SANTA CATARINA. O Tribunal de Justiça de Santa Catarina (TJSC) estabeleceu novas regras para a coleta de depoimentos de vítimas de violência doméstica e familiar contra a mulher. As medidas foram disciplinadas pela Resolução Conjunta nº 12/2026 e buscam ampliar a proteção física e psicológica das vítimas durante os atos processuais.
Como regra, o depoimento deverá ser realizado presencialmente, em ambiente adequado para uma escuta qualificada e segura. Entre as medidas previstas estão a separação física entre a vítima e o agressor, a organização de fluxos para evitar o contato direto com o réu e seus familiares, a disponibilização de ambiente reservado e a adoção de protocolos de acolhimento.
Em sessões ou audiências do Tribunal do Júri, a vítima também poderá prestar depoimento com acesso restrito ao recinto. Nesses casos, permanecerão no local apenas o magistrado, o representante do Ministério Público, os advogados, os jurados — quando já constituído o Conselho de Sentença, e os servidores necessários. A medida busca preservar a intimidade, a dignidade e a segurança da vítima durante o processo.

*Exercícios*.
- a) Reproduza, do texto sobre os depoimentos de vítimas de violência doméstica, a parte que começa com "Como regra, o" e termina com "protocolos de acolhimento.".
- b) Dê a continuação do texto sobre as novas regras do TJSC para os depoimentos de vítimas, partindo do ponto em que ele termina.

*Dados fornecidos*.
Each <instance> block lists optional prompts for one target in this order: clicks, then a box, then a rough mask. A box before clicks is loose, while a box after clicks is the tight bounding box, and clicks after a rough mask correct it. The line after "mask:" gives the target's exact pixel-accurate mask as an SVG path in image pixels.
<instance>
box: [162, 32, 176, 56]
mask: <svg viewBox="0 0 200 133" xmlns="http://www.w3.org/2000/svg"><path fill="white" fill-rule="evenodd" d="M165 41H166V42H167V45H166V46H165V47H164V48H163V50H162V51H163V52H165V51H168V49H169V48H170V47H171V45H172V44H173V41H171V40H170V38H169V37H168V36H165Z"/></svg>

*Resultados por tarefa*.
- a)
Como regra, o depoimento deverá ser realizado presencialmente, em ambiente adequado para uma escuta qualificada e segura. Entre as medidas previstas estão a separação física entre a vítima e o agressor, a organização de fluxos para evitar o contato direto com o réu e seus familiares, a disponibilização de ambiente reservado e a adoção de protocolos de acolhimento.

- b)
Nos casos em que houver videoaudiência, a orientação é que, sempre que possível, a vítima seja ouvida em um ambiente institucional seguro, como uma unidade judiciária ou outro espaço público adequado, com suporte técnico e acompanhamento necessário. O juízo também deverá adotar medidas para verificar se a vítima está livre de situações de risco, coação ou da presença de terceiros que possam interferir no depoimento.
Caso sejam identificados indícios de que a liberdade ou a autenticidade do relato estejam comprometidas, o ato poderá ser suspenso.